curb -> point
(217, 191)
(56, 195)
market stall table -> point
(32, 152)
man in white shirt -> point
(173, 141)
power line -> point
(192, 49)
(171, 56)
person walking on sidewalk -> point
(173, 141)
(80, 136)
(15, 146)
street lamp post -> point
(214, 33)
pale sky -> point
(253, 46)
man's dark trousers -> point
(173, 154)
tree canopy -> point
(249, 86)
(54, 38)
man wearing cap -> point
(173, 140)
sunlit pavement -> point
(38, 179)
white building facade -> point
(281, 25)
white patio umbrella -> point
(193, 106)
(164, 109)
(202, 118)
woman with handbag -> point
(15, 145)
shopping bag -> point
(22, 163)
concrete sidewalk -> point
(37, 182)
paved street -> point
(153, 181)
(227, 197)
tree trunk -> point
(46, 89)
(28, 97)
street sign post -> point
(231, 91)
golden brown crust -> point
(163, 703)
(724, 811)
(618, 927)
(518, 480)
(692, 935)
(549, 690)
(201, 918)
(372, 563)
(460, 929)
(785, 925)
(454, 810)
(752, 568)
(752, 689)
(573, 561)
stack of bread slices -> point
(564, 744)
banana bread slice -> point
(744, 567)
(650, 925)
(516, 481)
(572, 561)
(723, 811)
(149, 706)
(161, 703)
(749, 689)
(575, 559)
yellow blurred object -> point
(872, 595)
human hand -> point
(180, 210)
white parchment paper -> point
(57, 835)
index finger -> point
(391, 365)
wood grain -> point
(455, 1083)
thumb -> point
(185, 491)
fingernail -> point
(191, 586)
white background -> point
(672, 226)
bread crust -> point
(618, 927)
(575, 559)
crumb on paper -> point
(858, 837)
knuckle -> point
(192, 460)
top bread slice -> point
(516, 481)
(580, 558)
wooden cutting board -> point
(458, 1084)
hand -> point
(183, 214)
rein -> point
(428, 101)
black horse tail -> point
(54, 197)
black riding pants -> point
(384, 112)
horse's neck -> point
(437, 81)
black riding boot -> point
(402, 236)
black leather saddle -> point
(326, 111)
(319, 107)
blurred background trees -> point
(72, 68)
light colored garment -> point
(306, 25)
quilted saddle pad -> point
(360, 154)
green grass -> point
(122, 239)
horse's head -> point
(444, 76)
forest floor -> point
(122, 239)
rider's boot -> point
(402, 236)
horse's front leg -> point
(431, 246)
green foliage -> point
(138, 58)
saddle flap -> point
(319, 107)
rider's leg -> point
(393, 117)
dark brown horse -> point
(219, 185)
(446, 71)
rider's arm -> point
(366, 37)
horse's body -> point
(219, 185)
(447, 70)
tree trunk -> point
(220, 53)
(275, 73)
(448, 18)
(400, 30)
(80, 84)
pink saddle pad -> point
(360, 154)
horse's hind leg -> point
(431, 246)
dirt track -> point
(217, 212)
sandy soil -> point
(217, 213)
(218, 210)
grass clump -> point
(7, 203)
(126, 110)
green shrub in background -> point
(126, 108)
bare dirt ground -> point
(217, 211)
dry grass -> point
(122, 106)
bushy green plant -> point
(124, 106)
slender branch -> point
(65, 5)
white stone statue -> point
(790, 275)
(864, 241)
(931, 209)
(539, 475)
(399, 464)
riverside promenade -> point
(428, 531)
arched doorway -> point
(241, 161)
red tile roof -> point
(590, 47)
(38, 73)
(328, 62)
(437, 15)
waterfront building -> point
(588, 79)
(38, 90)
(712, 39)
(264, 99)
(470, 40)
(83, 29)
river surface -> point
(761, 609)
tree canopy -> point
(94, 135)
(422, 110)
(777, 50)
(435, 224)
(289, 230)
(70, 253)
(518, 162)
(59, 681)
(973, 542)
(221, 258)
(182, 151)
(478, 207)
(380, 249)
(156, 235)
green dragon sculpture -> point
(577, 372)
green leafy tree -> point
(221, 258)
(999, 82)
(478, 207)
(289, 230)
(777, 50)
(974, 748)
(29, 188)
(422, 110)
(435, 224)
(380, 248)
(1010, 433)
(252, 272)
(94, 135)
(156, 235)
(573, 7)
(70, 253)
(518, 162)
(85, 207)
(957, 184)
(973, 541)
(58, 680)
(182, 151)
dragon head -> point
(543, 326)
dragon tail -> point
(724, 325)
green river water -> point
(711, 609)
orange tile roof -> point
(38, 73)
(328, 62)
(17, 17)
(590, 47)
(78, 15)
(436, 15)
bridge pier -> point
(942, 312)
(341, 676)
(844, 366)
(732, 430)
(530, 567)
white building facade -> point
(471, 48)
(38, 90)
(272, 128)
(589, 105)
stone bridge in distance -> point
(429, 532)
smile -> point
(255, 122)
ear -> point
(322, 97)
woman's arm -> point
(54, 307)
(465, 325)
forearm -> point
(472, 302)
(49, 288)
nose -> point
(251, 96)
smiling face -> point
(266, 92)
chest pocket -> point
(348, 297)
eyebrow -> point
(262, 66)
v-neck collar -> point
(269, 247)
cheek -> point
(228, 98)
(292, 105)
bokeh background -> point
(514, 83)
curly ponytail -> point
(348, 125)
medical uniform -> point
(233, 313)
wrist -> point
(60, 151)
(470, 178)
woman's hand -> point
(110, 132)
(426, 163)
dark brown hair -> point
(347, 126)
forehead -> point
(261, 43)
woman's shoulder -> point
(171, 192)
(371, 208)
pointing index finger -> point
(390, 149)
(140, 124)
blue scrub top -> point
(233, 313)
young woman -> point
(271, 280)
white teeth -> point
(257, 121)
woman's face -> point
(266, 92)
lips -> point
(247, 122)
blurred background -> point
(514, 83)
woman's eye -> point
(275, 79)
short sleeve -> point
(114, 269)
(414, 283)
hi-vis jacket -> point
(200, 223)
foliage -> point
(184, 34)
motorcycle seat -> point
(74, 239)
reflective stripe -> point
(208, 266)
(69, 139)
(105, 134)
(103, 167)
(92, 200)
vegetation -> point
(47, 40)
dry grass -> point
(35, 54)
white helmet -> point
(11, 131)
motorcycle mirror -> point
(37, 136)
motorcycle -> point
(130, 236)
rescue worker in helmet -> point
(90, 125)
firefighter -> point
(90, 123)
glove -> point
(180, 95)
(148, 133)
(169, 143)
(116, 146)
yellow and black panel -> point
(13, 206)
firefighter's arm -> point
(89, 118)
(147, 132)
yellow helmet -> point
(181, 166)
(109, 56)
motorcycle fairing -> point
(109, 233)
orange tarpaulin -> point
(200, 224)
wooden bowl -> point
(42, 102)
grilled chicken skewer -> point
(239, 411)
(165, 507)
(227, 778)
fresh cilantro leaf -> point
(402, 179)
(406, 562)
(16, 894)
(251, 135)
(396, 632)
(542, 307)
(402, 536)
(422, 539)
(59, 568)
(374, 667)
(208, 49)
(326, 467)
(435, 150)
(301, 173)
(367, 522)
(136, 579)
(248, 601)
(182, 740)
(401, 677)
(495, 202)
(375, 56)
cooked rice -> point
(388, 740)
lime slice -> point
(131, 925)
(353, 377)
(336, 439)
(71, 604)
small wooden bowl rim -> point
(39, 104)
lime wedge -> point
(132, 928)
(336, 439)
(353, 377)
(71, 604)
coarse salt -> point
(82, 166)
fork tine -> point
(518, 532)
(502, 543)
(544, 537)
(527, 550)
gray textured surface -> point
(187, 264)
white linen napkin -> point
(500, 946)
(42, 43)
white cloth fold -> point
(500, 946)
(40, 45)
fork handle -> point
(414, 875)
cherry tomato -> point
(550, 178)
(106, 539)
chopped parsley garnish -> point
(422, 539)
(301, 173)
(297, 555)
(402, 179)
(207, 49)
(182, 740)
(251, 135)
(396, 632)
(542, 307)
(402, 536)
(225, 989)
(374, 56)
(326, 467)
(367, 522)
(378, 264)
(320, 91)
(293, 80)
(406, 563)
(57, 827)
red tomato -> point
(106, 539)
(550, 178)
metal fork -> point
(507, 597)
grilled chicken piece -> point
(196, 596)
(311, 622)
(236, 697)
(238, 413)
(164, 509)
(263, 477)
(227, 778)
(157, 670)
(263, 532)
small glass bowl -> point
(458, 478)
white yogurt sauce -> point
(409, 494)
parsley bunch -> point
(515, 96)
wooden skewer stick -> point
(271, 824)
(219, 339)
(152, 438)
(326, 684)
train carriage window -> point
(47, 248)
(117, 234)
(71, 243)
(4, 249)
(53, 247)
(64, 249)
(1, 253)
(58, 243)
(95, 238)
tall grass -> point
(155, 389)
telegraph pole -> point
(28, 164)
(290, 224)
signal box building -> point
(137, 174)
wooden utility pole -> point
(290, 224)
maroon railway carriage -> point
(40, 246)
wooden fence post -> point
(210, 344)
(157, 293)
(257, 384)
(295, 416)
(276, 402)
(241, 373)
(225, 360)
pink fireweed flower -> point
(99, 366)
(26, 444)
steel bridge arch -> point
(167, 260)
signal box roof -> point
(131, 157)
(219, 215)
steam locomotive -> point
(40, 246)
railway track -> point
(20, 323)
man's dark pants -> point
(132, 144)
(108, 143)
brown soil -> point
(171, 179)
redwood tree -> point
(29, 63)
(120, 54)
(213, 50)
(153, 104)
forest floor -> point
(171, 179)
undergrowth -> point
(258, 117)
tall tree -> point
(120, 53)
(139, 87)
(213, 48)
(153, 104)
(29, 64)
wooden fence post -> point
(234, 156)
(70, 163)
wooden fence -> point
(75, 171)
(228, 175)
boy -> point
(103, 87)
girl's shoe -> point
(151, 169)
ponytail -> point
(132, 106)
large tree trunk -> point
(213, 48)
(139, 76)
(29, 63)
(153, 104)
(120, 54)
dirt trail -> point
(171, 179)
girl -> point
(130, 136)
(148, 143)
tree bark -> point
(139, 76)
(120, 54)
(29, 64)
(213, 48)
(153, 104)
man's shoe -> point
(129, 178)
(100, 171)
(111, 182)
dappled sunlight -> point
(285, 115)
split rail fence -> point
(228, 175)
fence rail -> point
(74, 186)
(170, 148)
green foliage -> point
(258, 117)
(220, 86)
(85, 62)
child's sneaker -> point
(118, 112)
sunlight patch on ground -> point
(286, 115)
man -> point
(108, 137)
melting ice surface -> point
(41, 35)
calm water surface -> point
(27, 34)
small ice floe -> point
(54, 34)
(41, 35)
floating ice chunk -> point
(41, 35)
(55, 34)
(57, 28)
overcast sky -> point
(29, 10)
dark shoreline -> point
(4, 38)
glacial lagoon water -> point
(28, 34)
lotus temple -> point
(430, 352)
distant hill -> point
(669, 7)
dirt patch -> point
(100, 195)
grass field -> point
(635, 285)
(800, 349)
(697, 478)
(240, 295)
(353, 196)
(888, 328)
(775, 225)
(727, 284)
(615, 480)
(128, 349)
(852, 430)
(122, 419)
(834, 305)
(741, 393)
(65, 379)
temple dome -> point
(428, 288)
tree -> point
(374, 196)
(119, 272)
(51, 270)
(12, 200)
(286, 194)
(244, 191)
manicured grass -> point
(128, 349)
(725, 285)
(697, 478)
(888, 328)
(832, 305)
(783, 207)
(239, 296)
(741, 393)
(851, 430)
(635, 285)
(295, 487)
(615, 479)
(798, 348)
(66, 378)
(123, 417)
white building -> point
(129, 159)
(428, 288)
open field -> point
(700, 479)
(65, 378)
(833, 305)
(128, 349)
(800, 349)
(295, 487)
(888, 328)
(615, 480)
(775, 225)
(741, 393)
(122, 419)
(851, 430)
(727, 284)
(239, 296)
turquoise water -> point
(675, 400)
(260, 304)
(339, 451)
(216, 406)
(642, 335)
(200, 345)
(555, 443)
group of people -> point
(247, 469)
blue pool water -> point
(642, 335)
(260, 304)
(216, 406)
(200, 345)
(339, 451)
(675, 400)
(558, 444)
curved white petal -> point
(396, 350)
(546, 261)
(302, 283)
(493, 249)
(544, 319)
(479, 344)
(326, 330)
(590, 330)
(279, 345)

--- What is required ---
Begin with the line that contains "white building -> point" and quote each line after it exactly, stopping after the last line of the data.

--- Result of this exercise ---
white building -> point
(129, 159)
(428, 288)
open field -> point
(700, 479)
(65, 378)
(833, 305)
(128, 349)
(800, 349)
(295, 487)
(888, 328)
(615, 480)
(775, 225)
(741, 393)
(122, 419)
(851, 430)
(727, 284)
(239, 296)
turquoise water -> point
(675, 400)
(260, 304)
(339, 451)
(216, 406)
(642, 335)
(200, 345)
(555, 443)
group of people -> point
(247, 469)
blue pool water -> point
(642, 335)
(260, 304)
(216, 406)
(200, 345)
(339, 451)
(675, 400)
(558, 444)
curved white petal -> point
(396, 350)
(546, 261)
(302, 283)
(493, 249)
(544, 319)
(479, 344)
(326, 330)
(590, 330)
(279, 345)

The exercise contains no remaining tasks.